課題: 以下に示す水素燃焼の研究についての文章を、その最後の文に続けて書き進めてください。

難しい話ですが、どのように燃焼させるか、しかも環境にも優しくが研究のポイントで、そこに腕の見せどころがありそうですね。では、実際にはどのような研究を行っているのでしょうか?

 そこで、私の研究では、乱流燃焼速度を整理するのに、燃料をはじめ混合気を構成している分子の拡散速度特性に着目しています。この分子拡散の影響が乱流燃焼場に現れた一例として、下図に、水素-酸素-希釈ガスを混ぜた混合気で、希釈ガスとして酸素と拡散速度がほぼ等しい窒素と拡散速度が速いヘリウムを用いた場合の乱流火炎の断層写真を示します。この写真で、中心の暗い部分が燃焼した部分でその周りの明るい部分が未燃の部分を表しています。写真から、拡散速度が速いヘリウムを希釈ガスとした場合、火炎面の凹凸がなくなりのっぺりとしている様子がわかると思います。この様な形状の差異は、火炎面の燃焼速度や乱流燃焼速度にも影響を与えます。これは、希釈ガスの拡散特性の差異による影響です。
 私の所では、この点に着目し汎用の乱流燃焼モデルが構築できないか研究を進めています。具体的には、様々な水素-炭化水素-酸素-希釈ガス混合気の層流や乱流場で燃焼させ、燃焼速度の計測、レーザトモグラフ法による火炎断層写真撮影やシュリーレン法により火炎を可視化し各種解析を行っています。
 一方、安全利用技術に関してですが、今度は、燃焼を、促進させるのではなく、抑制する技術の開発になります。水素は、私たちがこれまで使用してきた化石燃料に比べて、少ないエネルギーで着火するなど、危険な燃料であるとよく言われます。そこで、水素社会を実現するには、水素の安全利用技術の確立というものが重要なテーマです。私は、主に、水素燃焼が火災より危険な爆ごうという現象へ遷移することを防止する技術を開発するための基礎的な研究を行っています。ここで、爆ごうですが、火炎が超音速で伝ぱする様な現象で、圧力も普通の燃焼より大きくなり、建物の中などで発生すると大きな被害をもたらすことになります。私の研究では具体的には、爆ごうへの遷移が火炎伝ぱ速度の増大が重要な因子であることに着目して、爆ごうは起こさずに、混合気の燃料濃度と層流燃焼速度が火炎伝ぱ加速機構にどのように影響を与えるのかを検討しています。ここでは、トンネル状空間やロッカー等の調度類の隙間を模擬した狭あい空間を対象に研究を行っています。また、先ほどお話ししました、乱流燃焼速度モデルを開発することによっても、水素漏洩にともなう火災の予測や予防技術にも役立つと考えています。

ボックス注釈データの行
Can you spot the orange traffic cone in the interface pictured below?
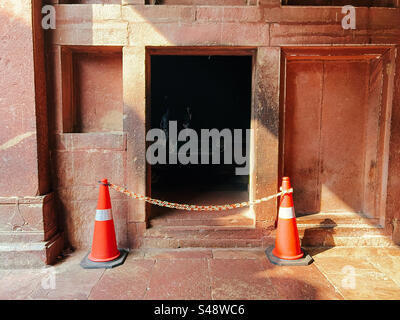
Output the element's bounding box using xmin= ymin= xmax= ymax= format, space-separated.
xmin=81 ymin=179 xmax=127 ymax=269
xmin=266 ymin=177 xmax=313 ymax=265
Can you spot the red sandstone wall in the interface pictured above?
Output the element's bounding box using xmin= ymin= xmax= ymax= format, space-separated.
xmin=43 ymin=0 xmax=400 ymax=246
xmin=52 ymin=50 xmax=128 ymax=248
xmin=0 ymin=0 xmax=39 ymax=197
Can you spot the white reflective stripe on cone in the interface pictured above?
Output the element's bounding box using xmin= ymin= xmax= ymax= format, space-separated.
xmin=96 ymin=209 xmax=112 ymax=221
xmin=279 ymin=207 xmax=296 ymax=219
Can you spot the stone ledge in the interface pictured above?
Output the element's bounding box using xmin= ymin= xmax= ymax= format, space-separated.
xmin=0 ymin=233 xmax=64 ymax=269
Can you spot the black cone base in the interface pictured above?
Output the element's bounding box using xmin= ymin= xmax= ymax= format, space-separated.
xmin=265 ymin=246 xmax=314 ymax=266
xmin=80 ymin=249 xmax=128 ymax=269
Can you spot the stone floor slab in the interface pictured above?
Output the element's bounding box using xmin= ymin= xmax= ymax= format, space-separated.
xmin=145 ymin=259 xmax=211 ymax=300
xmin=209 ymin=258 xmax=279 ymax=300
xmin=89 ymin=256 xmax=155 ymax=300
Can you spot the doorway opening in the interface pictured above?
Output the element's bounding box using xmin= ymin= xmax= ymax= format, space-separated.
xmin=147 ymin=52 xmax=253 ymax=222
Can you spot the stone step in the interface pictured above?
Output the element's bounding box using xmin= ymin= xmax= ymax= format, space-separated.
xmin=0 ymin=234 xmax=64 ymax=269
xmin=150 ymin=209 xmax=254 ymax=228
xmin=142 ymin=226 xmax=267 ymax=248
xmin=142 ymin=212 xmax=393 ymax=248
xmin=297 ymin=212 xmax=379 ymax=226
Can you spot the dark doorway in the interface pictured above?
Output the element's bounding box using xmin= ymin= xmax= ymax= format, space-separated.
xmin=150 ymin=55 xmax=252 ymax=215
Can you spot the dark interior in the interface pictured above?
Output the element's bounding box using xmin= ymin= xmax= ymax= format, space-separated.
xmin=150 ymin=55 xmax=252 ymax=195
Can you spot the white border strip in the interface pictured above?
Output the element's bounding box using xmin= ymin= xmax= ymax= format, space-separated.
xmin=279 ymin=207 xmax=296 ymax=219
xmin=96 ymin=209 xmax=112 ymax=221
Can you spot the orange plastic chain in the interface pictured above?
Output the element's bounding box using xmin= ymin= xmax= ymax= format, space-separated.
xmin=109 ymin=183 xmax=293 ymax=211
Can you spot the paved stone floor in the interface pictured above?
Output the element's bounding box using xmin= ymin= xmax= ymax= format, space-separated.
xmin=0 ymin=247 xmax=400 ymax=300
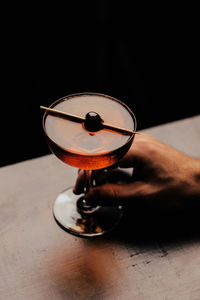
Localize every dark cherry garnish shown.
[84,111,103,131]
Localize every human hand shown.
[74,134,200,210]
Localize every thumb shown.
[85,181,147,206]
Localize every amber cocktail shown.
[43,93,136,236]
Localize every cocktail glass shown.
[43,93,136,237]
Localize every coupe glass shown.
[43,93,136,237]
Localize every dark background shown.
[1,0,200,166]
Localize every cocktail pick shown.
[40,105,139,134]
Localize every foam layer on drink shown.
[45,94,135,155]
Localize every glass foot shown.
[53,188,122,237]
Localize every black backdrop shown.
[1,0,199,166]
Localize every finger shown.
[73,169,85,195]
[85,181,153,206]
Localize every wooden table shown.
[0,116,200,300]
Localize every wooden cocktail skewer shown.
[40,105,138,134]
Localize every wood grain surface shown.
[0,116,200,300]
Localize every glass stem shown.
[84,170,93,194]
[77,170,97,214]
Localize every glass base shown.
[53,188,122,237]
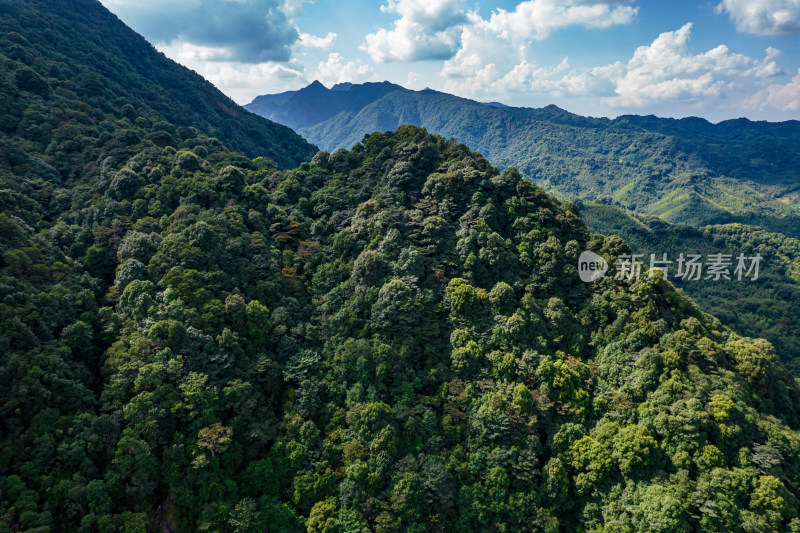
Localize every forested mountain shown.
[579,202,800,375]
[246,83,800,232]
[0,0,316,170]
[0,1,800,533]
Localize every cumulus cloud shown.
[441,23,784,114]
[361,0,467,62]
[104,0,301,63]
[609,24,782,107]
[717,0,800,35]
[484,0,639,41]
[297,30,337,50]
[153,43,308,104]
[747,69,800,111]
[314,52,373,86]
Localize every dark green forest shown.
[0,0,800,533]
[578,202,800,375]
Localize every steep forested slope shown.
[580,202,800,375]
[0,119,800,531]
[0,0,316,168]
[0,2,800,532]
[247,84,800,233]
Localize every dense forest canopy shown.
[246,82,800,238]
[579,202,800,375]
[0,1,800,532]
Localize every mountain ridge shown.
[245,81,800,231]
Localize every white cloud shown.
[608,23,782,107]
[103,0,299,63]
[297,29,337,50]
[485,0,639,41]
[717,0,800,35]
[314,52,373,87]
[159,43,307,104]
[747,69,800,111]
[441,23,788,115]
[361,0,467,62]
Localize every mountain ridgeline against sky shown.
[245,82,800,233]
[0,0,316,167]
[0,0,800,533]
[580,202,800,375]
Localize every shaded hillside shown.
[580,202,800,375]
[0,3,800,533]
[248,84,800,233]
[0,116,800,532]
[0,0,316,167]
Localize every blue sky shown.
[101,0,800,121]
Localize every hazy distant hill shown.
[0,0,800,533]
[0,0,316,167]
[245,82,800,231]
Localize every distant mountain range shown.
[245,82,800,233]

回答文:
(a)窒素 (b)ヘリウム
火炎断層写真撮影装置 乱流火炎断層写真の例
(水素-酸素-希釈ガス混合気,層流燃焼速度25cm/s)

ありがとうございます。ところで、話は少し変わりますが、先生が燃焼の研究に関心を持った経緯というかきっかけみたいなものを教えてください。

 私が、燃焼の研究に興味をもったきっかけですが。。子供の頃、焚き火などをぼーっと眺めているの好きだったかな。。大学の3年の夏に、インターンシップで、調布市の深大寺近くにある航空宇宙技術研究所(現在:宇宙航空研究開発機構 JAXA)に行きました。そこでの研修内容は、回流水槽を用いた三角翼の後方の渦の観測でした。その研修期間中に、所内の研究室をいくつか見学させて頂く機会がありました。その見学させて頂いた研究室の一つに航空機用ガスタービンエンジンの燃焼器に関する研究を行っている所がありました。そこの室長さんが、「燃焼にはわからないことがまだまだ多い」とおっしゃられていたのがとても印象に残りました。このとき、漠然と燃焼に関わる仕事がしてみたいと思ったことを覚えています。それで、大学では燃焼の研究に関われる熱工学研究室を選びました。

大学院の修士課程修了後に官庁勤めを経ていますが、愛媛大学に着任まではどのような研究をしていたのですか?

 就職に際してですが、燃焼に関わる仕事がしたく、民間企業も考えていました。が、大学院(修士課程)の同じ研究室の仲間で国家公務員試験(国家Ⅰ種)を受ける者がいたのもあり、私も受験を思い立ち、運良く合格できました。そこで、国立の研究所等で燃焼の仕事(研究)ができる所を探しました。最終的には、学会の講演論文集等でロケット推進薬等の研究ができることを知って、防衛庁(当時)の研究所に採用して頂きました。この研究所では、固体ロケット用の推進剤や金属などの固体の燃焼等について研究をしていました。その後、国内留学で九州大学の大学院(博士課程)へ入学し、水素や炭化水素の気体燃料を用いた燃焼の研究をはじめました。ふりかえってみれば、液体の燃焼の関する研究は行っていませんが、幸いにも色々な燃焼の研究に携わってこれました。


スペースシャトル固体燃料補助ロケット・カットモデルの前で

いろいろな質問に答えて頂きありがとうございます。最後に高校生や大学生などの若い人たちへのメッセ-ジをお願いします。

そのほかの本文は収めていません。